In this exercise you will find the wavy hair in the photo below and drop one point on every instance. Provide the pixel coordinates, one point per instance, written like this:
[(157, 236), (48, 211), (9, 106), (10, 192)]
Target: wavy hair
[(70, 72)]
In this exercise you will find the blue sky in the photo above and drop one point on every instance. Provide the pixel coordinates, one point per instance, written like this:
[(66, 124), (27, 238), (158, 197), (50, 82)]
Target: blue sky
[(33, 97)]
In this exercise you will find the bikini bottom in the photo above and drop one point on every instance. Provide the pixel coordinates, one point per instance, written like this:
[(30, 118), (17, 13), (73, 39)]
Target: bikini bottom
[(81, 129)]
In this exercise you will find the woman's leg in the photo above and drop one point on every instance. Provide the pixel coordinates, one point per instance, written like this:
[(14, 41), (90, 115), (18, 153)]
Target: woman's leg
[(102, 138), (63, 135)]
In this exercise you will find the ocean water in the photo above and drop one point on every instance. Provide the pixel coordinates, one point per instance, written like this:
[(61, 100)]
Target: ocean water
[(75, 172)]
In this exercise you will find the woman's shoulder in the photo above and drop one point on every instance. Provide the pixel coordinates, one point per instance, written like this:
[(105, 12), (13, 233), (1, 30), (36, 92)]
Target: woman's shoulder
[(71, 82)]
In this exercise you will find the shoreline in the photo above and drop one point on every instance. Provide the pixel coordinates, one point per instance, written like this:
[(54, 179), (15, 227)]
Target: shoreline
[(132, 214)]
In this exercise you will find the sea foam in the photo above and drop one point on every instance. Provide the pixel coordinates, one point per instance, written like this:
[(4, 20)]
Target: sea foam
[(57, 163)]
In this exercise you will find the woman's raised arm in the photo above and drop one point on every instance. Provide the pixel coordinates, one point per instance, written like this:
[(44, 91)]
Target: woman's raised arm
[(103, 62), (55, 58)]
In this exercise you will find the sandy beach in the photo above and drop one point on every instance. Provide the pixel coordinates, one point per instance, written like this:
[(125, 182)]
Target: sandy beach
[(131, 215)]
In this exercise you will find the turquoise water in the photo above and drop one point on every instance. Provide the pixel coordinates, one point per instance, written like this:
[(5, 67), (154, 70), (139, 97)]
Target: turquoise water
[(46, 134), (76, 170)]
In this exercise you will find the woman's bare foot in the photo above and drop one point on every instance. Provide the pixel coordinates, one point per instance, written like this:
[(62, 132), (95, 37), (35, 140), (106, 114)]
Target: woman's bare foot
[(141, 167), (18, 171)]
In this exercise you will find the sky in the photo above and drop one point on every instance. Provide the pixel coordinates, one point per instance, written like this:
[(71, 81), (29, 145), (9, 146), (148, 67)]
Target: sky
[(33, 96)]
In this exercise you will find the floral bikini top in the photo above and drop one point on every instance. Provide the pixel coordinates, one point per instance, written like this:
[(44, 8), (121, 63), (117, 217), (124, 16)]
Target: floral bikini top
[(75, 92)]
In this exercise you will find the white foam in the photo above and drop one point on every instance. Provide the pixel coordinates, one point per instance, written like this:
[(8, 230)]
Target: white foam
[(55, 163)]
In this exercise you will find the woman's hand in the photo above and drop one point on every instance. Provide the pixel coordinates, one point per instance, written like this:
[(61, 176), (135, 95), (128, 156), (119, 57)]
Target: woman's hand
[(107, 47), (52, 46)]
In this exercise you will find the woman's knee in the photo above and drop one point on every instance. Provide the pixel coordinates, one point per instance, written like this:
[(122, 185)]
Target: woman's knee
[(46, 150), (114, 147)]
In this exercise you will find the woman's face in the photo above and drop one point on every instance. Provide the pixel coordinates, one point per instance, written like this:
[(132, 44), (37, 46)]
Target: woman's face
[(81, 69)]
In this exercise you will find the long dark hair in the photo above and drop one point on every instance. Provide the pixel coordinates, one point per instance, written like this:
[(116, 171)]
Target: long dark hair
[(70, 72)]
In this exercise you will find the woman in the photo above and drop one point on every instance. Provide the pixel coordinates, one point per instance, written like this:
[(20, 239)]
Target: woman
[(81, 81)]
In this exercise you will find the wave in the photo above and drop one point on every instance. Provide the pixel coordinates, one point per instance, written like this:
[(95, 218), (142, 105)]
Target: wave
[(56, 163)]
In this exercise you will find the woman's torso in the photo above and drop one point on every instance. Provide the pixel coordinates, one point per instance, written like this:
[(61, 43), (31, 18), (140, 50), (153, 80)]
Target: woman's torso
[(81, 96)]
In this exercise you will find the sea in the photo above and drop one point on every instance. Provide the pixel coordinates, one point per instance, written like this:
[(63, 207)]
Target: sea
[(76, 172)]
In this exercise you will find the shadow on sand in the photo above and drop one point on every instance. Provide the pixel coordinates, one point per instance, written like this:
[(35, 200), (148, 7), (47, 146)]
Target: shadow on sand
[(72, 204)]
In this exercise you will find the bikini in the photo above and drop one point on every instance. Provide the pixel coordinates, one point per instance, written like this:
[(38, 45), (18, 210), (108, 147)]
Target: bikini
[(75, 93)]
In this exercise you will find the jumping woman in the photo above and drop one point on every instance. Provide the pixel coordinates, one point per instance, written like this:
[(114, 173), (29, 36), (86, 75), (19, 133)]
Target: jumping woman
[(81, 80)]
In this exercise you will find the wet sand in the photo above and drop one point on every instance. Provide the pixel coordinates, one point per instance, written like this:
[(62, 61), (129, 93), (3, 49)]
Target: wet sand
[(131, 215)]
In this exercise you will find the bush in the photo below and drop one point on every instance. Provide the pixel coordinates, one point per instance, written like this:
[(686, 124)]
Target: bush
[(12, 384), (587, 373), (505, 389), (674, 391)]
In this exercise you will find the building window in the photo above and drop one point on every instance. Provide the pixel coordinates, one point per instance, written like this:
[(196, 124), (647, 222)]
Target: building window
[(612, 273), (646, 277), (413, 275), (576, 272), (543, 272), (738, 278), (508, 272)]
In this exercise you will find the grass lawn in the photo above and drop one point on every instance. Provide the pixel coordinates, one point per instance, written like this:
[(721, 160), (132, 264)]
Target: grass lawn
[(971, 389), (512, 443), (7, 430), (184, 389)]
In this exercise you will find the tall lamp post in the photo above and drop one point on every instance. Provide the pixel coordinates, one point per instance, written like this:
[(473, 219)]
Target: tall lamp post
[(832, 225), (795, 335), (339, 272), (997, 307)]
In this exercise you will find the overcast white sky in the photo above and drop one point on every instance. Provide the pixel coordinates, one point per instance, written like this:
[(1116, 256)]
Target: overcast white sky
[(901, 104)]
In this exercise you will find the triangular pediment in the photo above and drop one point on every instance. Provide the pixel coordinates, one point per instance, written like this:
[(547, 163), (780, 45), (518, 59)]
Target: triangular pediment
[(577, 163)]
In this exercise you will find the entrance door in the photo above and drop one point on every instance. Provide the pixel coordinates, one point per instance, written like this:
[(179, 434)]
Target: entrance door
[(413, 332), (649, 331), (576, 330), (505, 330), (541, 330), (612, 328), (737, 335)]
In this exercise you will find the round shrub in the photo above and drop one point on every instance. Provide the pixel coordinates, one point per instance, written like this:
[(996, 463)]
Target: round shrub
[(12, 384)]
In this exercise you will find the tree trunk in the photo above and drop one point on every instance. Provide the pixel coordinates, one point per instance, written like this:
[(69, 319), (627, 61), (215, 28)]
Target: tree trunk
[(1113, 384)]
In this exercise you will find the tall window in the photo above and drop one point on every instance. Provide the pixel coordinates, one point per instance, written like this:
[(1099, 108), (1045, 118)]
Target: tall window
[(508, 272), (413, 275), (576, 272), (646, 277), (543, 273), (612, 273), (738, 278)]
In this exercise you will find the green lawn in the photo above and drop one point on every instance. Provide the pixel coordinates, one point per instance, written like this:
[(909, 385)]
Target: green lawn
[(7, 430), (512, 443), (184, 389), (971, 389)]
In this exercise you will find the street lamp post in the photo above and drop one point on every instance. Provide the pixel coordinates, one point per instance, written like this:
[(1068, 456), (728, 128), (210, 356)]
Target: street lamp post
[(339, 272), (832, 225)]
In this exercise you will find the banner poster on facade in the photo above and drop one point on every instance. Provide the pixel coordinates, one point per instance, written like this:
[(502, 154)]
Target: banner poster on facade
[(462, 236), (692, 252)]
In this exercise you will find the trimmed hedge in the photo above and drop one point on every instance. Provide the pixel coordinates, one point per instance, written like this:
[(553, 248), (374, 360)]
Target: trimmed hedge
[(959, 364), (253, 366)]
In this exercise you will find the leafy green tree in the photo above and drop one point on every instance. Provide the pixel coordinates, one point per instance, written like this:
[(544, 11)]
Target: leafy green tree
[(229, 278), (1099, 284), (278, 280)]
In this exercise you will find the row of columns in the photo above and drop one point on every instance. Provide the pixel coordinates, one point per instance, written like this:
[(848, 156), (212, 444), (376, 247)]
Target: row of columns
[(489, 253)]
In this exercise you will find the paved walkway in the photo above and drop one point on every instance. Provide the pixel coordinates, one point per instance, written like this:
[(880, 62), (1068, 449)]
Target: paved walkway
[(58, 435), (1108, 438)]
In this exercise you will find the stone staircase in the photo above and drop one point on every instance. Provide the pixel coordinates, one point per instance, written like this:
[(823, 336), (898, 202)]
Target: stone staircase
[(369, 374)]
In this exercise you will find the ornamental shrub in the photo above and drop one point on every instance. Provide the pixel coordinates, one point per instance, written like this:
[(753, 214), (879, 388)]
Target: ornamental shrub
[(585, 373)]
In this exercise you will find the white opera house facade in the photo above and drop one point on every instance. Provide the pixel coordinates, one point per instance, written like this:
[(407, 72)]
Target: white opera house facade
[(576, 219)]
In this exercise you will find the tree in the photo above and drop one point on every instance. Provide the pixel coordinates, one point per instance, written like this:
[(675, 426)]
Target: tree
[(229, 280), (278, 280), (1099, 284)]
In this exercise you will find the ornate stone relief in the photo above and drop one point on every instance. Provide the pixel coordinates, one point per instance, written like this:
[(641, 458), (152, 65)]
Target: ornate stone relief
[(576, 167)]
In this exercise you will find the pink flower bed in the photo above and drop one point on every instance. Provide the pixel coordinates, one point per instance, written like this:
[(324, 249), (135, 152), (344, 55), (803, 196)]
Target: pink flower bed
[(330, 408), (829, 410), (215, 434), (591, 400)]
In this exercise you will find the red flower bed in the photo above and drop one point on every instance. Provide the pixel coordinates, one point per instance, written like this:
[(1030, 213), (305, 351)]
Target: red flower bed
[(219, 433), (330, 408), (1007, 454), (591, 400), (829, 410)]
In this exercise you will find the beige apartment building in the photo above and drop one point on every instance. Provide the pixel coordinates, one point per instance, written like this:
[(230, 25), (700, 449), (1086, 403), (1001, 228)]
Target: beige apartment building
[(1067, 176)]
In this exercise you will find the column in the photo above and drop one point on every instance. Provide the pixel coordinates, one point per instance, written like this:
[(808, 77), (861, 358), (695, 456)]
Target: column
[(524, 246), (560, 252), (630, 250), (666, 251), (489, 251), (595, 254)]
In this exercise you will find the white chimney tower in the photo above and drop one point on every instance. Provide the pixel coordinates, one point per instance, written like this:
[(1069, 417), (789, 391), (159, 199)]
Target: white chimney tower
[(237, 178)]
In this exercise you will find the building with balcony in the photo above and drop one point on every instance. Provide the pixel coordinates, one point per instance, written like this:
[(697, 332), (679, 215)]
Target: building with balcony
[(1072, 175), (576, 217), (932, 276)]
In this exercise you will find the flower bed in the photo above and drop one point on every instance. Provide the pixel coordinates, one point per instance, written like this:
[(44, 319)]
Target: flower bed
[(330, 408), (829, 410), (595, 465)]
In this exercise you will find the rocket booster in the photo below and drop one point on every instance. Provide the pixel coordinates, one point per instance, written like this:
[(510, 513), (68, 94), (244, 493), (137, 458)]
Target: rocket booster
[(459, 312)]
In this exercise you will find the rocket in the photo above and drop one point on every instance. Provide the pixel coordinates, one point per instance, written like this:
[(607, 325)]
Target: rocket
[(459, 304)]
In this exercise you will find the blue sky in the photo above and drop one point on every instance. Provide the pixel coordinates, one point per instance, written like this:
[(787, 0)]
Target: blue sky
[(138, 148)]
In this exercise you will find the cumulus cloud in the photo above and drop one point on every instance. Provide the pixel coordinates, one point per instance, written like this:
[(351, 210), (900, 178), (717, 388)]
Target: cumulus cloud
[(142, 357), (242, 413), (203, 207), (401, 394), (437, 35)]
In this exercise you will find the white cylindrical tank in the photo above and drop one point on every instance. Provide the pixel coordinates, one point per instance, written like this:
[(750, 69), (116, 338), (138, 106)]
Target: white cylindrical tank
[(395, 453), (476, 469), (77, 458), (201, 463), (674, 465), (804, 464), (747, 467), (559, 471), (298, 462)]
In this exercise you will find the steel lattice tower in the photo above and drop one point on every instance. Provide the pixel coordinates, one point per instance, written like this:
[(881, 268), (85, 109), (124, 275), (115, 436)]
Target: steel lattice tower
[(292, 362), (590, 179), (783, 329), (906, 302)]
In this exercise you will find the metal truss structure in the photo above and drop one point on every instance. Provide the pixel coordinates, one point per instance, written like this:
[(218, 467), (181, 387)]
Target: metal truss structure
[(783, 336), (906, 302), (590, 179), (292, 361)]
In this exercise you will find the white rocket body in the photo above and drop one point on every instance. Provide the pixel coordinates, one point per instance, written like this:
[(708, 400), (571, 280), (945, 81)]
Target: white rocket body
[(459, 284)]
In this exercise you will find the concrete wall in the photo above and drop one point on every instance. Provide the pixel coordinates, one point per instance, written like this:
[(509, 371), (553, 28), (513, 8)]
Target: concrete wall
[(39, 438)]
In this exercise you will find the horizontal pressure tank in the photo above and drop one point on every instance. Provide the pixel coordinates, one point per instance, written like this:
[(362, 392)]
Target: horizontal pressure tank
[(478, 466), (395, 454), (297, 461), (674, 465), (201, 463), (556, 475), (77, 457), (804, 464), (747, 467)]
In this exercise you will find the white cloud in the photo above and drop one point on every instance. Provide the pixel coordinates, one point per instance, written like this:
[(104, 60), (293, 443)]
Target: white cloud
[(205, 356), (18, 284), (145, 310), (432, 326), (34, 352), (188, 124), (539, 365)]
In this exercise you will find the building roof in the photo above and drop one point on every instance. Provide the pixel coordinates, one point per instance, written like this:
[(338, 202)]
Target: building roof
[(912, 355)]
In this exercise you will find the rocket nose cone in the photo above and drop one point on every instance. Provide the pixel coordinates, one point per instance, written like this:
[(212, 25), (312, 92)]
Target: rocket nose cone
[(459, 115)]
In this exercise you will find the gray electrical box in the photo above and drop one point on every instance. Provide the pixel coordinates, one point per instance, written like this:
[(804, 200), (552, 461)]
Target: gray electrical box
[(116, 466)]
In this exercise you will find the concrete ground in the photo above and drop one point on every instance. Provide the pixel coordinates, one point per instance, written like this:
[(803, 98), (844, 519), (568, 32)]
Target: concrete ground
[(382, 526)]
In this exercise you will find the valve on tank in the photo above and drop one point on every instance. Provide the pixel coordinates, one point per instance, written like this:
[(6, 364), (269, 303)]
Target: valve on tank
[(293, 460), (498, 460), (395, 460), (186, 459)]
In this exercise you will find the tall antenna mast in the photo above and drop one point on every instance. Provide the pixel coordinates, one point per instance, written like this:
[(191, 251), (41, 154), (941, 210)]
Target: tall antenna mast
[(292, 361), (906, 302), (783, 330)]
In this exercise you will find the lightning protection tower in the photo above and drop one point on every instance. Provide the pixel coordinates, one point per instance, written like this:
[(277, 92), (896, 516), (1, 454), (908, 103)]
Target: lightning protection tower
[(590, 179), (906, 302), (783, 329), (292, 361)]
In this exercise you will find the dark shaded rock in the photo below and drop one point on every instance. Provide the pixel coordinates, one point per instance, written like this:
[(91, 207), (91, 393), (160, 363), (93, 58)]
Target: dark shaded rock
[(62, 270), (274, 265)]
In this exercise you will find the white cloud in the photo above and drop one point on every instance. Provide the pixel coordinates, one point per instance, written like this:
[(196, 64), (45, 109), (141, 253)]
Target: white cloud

■ **Problem requirements**
Write out only the lines that run from the line containing "In this exercise you will find the street" through the line containing "[(880, 62), (1068, 449)]", both included, exactly as they appear above.

■ **The completed task**
In this exercise you will find the street lamp post in the photo above and drop one point on every instance. Provide the pixel coordinates, one point per instance, written like this:
[(1068, 456), (728, 128), (210, 356)]
Target: street lamp post
[(339, 272), (832, 225)]
In this exercise you will find the banner poster on facade in the photo above and drop one point on every instance. Provide the pixel coordinates, one point per instance, written like this:
[(502, 154)]
Target: banner poster on facade
[(462, 236), (692, 252)]
In this exercise you will find the trimmed hedge in the photo above and drop one point on every instance. Provide the pixel coordinates, one point per instance, written like this:
[(553, 248), (374, 360)]
Target: trimmed hedge
[(959, 364), (253, 366)]
In this exercise you will find the leafy green tree in the photo above and drop one point on every instance. Provide the pixel coordinates, one point per instance, written like this:
[(544, 11)]
Target: leafy green tree
[(229, 278), (1099, 284), (278, 280)]
In this exercise you will find the row of columns in the photo above and drop one point on every instance. Provide the pixel coordinates, one point per instance, written like this:
[(848, 156), (212, 444), (376, 247)]
Target: row of columns
[(489, 253)]
In this exercise you will find the paved walkway in the photo above and drop one point on every instance. Provide the pixel coordinates, one point per instance, written like this:
[(880, 62), (1068, 449)]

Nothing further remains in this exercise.